* [Provided passage]
Why the smart office must bring people and data together
The office has always been much more than just four walls; and in a post-pandemic world, this will be clearer than ever before. To employees, it’ll be the hub of collaboration that’s been missing for over a year (and that no number of Zoom calls can replicate in quite the same way). It will bring people together, inspire creativity, and boost productivity. Yet, getting the most from the post-pandemic office environment will depend on how you approach its design.
As we all know, decision-making – particularly in this context – is most effective when you have actionable intelligence to work with. But this can be a challenge when it comes to the office environment due to the quantity and complexity of data you need to collect.
Good design comes from understanding
To create an agile and productive workspace, you must have a deep knowledge of your office buildings. Specifically, how employees currently engage with them and where there is room for improvement. This requires a clear view of employee wellbeing, collaboration, and performance, and how these are all affected by the space employees have around them.
To make sense of these factors, companies who have made substantial design changes to boost performance have traditionally relied on human intelligence. This is a great place to start. After all, by truly understanding your employees, their needs, and how they use the office, you can deliver valuable improvements.
Yet, even the most engaged of business leaders may encounter blind spots. Simply put, there is too much information in the average office to capture it all from a single perspective. This is a problem because decisions made without a full picture of your business can ultimately have a negative impact on its future performance.
Dive into details with data
Fortunately, new technologies are supporting these human insights by providing quantifiable and actionable data. They provide data-driven intelligence into areas which can fall outside the view of business leaders. In recent years, this level of data insight has become more accessible than ever before and has helped businesses enhance their view of the workspace.
Solutions, such as Origameo, do this with a varied toolset that capitalises on the unique benefits of human intelligence and supports them with powerful data analytics. With this method, any organisation can build a rich understanding of its internal interactions and processes.
Three areas where you need data
When looking to uncover the data-driven insight you need, there are three main areas to focus on:
- Environment: sensors measuring temperature, air quality, light, noise, and other environmental factors assess how conditions vary across your workspace.
- Occupancy/ space utilisation: this examines how people use the office, where they like to work, and how they move around throughout the day.
- Collaboration: specialised software can tell you how departments interact, and where inefficiencies may be arising.
Together, data collected and analysed from these three key areas can uncover new insights into your workspace. For example, you may have already realised that employees avoid a particular meeting room as it makes them feel tired and unproductive. Environmental sensors can reveal the cause behind this. In this case, it may be that the CO2 level is too high, which directly impacts energy and cognitive ability.

* [What you need to do]
- 1) Which three areas does the smart office article name as the main places to focus when gathering data?
- 2) Pick up the smart office article after its final sentence and continue it.

[Dataset entries]
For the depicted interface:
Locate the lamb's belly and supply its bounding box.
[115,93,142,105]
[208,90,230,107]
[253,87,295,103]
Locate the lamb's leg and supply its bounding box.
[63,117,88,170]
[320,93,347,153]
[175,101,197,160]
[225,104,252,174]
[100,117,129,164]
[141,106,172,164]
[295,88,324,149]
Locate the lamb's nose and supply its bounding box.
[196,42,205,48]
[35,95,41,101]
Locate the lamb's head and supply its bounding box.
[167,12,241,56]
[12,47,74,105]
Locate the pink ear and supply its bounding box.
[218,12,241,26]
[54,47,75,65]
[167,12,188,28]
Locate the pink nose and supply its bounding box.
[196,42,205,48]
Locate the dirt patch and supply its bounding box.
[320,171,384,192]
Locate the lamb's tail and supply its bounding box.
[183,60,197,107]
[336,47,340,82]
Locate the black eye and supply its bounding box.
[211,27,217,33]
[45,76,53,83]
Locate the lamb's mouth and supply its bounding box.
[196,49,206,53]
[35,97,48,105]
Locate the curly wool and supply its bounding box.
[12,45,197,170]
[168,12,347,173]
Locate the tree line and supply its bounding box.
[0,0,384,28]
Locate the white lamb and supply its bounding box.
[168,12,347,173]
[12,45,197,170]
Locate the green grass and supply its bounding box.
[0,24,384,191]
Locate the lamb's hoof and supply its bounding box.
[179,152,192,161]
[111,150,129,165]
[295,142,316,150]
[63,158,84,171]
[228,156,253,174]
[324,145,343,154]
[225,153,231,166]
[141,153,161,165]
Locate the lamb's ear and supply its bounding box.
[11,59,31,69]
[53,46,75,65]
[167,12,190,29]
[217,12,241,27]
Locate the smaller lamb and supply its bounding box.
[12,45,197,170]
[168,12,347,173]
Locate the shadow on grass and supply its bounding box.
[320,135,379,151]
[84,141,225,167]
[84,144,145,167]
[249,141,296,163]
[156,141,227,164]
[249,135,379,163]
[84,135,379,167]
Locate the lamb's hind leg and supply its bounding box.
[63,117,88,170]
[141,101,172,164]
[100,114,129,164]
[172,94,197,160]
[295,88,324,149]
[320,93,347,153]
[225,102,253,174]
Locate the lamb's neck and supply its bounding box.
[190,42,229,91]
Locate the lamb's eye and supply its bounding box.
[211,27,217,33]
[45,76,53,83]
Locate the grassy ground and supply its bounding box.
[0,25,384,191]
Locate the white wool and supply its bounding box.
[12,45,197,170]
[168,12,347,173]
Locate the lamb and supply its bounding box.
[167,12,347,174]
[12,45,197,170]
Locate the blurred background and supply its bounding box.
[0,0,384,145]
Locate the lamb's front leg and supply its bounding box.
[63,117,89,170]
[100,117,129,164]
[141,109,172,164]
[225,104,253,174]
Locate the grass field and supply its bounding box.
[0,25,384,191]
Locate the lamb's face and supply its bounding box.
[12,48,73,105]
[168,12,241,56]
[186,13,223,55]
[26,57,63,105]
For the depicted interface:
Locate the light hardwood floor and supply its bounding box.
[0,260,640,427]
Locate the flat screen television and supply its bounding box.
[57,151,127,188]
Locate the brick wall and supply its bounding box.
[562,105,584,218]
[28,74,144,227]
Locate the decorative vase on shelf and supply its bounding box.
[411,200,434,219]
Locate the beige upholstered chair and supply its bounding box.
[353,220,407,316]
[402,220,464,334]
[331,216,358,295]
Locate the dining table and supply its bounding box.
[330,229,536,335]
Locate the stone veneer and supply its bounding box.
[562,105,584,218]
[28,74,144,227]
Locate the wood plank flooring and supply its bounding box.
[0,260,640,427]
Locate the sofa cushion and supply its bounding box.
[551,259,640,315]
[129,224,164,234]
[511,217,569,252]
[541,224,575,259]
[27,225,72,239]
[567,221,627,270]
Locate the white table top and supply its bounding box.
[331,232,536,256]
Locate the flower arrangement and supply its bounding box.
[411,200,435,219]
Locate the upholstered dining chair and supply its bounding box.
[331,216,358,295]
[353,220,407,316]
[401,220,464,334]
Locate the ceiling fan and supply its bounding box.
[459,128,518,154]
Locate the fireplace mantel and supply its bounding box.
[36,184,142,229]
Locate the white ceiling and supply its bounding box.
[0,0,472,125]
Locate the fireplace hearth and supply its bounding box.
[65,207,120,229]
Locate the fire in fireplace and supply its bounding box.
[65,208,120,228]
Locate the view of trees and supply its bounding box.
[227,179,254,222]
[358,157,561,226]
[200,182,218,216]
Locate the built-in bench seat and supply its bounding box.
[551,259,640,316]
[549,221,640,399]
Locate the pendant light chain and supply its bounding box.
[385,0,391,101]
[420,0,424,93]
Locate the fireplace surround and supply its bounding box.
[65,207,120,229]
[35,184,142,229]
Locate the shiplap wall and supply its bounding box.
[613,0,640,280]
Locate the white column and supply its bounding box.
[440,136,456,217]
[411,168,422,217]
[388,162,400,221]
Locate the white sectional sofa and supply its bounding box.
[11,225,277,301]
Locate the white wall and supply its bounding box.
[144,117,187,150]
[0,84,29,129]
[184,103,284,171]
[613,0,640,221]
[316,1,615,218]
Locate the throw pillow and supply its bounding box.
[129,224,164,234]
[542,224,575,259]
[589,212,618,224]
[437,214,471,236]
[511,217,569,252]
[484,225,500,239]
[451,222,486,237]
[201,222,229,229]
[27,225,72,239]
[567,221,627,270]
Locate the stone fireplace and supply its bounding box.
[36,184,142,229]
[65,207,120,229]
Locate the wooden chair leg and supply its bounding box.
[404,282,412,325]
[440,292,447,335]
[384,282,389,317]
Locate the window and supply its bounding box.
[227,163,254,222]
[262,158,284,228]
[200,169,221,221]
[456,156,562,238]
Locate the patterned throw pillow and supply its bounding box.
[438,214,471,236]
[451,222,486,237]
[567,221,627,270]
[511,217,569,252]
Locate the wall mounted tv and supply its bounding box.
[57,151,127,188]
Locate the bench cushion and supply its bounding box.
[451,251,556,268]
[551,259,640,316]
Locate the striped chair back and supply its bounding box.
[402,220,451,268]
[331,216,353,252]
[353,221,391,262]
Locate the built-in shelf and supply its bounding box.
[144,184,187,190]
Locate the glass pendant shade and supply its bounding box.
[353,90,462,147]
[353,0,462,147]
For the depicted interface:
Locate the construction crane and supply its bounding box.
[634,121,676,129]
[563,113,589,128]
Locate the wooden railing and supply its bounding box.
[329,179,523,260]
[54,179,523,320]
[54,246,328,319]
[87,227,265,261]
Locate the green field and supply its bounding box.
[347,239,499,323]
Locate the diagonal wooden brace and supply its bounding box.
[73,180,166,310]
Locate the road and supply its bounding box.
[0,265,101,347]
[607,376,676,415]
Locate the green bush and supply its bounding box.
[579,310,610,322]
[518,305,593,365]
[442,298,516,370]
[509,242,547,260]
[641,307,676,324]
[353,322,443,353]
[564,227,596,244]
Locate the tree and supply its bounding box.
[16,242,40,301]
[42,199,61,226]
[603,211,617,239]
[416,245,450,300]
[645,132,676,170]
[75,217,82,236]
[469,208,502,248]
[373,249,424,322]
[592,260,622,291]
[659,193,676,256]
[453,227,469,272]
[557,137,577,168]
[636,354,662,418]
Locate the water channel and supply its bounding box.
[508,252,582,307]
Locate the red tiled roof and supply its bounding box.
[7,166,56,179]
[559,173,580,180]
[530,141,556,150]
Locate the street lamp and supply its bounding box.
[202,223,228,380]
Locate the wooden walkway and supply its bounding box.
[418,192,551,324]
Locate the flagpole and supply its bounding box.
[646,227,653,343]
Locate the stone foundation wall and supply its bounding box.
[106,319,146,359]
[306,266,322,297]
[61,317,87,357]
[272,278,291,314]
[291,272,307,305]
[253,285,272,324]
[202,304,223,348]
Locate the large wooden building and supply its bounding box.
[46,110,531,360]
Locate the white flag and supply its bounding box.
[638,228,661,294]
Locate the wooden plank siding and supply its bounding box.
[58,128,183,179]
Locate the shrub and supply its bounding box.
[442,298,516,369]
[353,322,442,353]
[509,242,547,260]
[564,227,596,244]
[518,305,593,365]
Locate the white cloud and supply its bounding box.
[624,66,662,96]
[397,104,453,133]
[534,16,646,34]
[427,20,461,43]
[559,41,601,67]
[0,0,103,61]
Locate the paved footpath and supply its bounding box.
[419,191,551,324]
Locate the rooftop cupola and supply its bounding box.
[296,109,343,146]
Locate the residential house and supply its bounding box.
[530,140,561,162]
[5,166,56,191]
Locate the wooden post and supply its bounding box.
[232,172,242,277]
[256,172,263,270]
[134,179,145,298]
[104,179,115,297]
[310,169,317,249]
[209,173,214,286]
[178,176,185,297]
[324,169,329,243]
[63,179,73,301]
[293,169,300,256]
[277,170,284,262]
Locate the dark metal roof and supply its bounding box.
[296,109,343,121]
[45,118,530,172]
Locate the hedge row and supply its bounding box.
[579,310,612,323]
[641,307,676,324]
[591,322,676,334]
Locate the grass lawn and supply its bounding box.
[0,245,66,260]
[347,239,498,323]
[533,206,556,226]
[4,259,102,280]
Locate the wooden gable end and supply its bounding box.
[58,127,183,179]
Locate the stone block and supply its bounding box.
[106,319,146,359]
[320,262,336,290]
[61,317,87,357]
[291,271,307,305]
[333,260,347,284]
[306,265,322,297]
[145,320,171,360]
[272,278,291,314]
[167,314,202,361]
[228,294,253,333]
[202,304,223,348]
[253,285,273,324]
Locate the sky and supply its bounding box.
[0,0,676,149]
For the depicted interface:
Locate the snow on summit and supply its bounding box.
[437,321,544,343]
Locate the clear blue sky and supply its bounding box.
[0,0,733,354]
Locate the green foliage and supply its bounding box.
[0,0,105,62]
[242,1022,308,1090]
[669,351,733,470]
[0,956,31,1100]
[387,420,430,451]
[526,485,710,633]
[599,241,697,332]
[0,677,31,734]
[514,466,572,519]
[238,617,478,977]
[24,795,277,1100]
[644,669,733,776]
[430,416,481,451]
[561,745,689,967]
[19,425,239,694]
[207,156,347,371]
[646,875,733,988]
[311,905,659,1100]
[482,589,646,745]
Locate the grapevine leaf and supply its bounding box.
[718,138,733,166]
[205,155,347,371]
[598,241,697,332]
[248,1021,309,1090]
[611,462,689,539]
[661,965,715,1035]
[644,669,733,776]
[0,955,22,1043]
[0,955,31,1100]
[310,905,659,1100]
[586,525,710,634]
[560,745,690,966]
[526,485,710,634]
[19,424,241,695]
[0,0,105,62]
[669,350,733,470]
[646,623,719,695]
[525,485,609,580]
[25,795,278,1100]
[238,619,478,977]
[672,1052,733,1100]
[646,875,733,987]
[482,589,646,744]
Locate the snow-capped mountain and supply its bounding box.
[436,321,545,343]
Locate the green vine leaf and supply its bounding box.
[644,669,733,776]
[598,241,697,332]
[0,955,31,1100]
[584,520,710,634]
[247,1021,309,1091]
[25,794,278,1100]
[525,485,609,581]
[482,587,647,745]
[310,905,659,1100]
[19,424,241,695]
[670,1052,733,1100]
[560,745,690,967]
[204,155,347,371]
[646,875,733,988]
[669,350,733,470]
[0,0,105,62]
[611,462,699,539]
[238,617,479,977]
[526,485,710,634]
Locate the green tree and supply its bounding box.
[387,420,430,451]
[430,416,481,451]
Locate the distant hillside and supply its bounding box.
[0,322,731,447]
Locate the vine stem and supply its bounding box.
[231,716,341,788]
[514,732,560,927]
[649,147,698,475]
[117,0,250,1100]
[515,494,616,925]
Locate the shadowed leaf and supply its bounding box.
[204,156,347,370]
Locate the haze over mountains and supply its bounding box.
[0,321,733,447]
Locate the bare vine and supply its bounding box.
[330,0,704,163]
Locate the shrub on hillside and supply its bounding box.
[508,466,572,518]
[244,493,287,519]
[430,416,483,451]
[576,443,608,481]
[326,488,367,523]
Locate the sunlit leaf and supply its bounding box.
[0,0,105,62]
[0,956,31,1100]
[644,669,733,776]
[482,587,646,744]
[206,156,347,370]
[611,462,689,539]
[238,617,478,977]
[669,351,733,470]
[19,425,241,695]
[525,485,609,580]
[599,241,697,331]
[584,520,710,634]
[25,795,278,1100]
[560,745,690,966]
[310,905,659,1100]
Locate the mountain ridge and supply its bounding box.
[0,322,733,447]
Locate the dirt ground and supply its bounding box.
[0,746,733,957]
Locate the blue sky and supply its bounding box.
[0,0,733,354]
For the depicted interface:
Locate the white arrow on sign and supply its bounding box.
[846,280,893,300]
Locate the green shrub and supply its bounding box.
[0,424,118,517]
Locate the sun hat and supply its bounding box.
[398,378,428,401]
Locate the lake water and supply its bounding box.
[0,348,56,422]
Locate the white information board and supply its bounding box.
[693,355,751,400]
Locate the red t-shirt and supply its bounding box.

* [Answers]
- 1) Environment; occupancy/space utilisation; collaboration.

- 2)
Likewise, you may have noticed that sales and marketing teams are not collaborating as often as they should. Occupancy sensors may reveal this is in part due to the distance between those departments. Every one of these insights represents a potential fix in an office redesign. And every fix can unlock new efficiencies, and drive wellbeing and productivity.
Why humans and data work best together
While data-driven insights make it easier to enhance day-to-day office performance, it’s important to not forget about the human perspective.
Different employees and departments have different wants and needs. And without a good understanding of how employees use the current workspace, addressing them all in an office redesign is tough. To do this, you need to speak directly with your employees.
Three ways to better understand your employees
To understand the range of sentiments across your office, you need to use an equally wide array of tools:
- Questionnaires: ensuring that ideas are gathered across the whole business, top to bottom.
- Workshops: bringing together different groups across the organisation so they can share their ideas together.
- Interviews: diving into their personal wants and needs for employees, outside of the organisational structure.
In each of these steps, employees will discuss their working day and highlight their pain points. This is a critical opportunity for you to understand how they see their working environment not as a process but as an experience.
By engaging in different formats, people will become more honest about what they want and need. This is essential if you are to understand and improve their working experience, promoting employee wellbeing and attracting and retaining talent.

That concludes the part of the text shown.